[BEGIN SUPPLIED PASSAGE]

The Big Reveal: Philadelphia MQG Shares Habitat Challenge Winners
the GenQ Crew • August 05, 2011 • 7 Comments

Want to know what “nervous” is? It’s submitting a block to a new-fabric challenge to be judged by the high profile designer of the very fabric line you’re exploring. And for members of the Philadelphia Modern Quilt Guild who participated in the ongoing nationwide Modern Quilt Guild challenge using Jay McCarroll’s Habitat collection by FreeSpirit, that meant Jay himself would be casting his practiced eye over your creation. Argh!

But Philly MQG members came through in fine stitchin’ style. The winners of this chapter’s Habitat challenge are: Monica Cuartero, Karen Dever, Susan McKey, Candi Weinrick and Anna Ziegner. Styles included paperpieced creations, appliqué and improvisational blocks.

[END SUPPLIED PASSAGE]
[BEGIN DATA SHOWN]

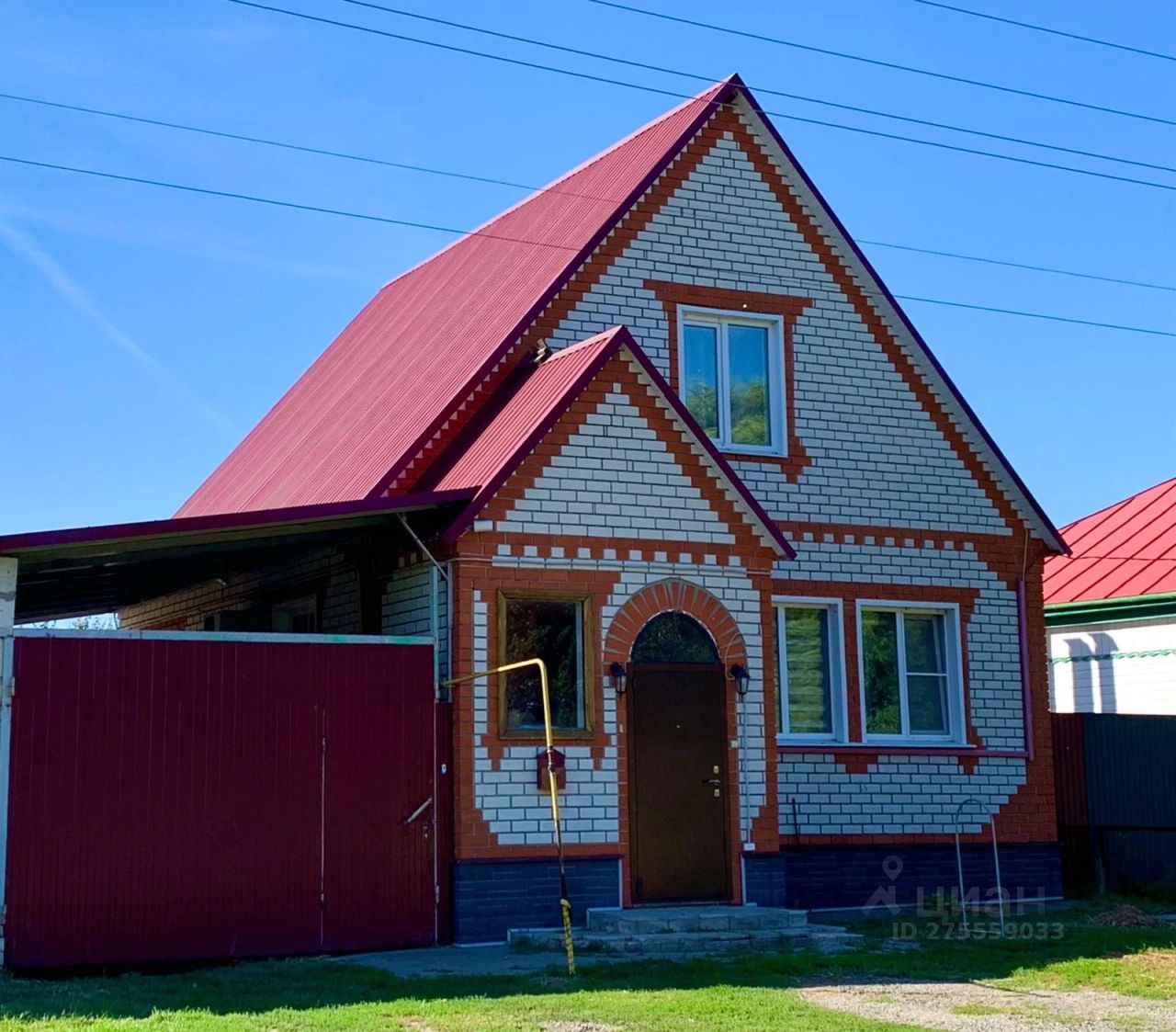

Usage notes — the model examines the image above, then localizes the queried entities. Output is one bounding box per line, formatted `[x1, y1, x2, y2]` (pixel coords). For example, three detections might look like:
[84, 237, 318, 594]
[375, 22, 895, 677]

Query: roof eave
[732, 75, 1070, 555]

[END DATA SHOWN]

• _TASKS TO PERFORM_
a. Substitute "anxious" for "nervous" in the quilt challenge article, giving back the part from "Want to know" up to and including "and improvisational blocks.".
b. Multiply every bounding-box coordinate in the answers of the region labeling records by 0.95, rounding to whole numbers with halves going up. Reproduce all the lines of those records, requests included, and leave out the pictures.
These records are unrelated to the quilt challenge article.

• _EXERCISE RESULTS_
a.
Want to know what “anxious” is? It’s submitting a block to a new-fabric challenge to be judged by the high profile designer of the very fabric line you’re exploring. And for members of the Philadelphia Modern Quilt Guild who participated in the ongoing nationwide Modern Quilt Guild challenge using Jay McCarroll’s Habitat collection by FreeSpirit, that meant Jay himself would be casting his practiced eye over your creation. Argh!

But Philly MQG members came through in fine stitchin’ style. The winners of this chapter’s Habitat challenge are: Monica Cuartero, Karen Dever, Susan McKey, Candi Weinrick and Anna Ziegner. Styles included paperpieced creations, appliqué and improvisational blocks.

b.
Usage notes — the model examines the image above, then localizes the queried entities. Output is one bounding box per line, formatted `[x1, y1, x2, y2]` (pixel coords). For example, three detections might look like:
[84, 237, 318, 594]
[375, 22, 895, 677]

Query: roof eave
[695, 71, 1017, 527]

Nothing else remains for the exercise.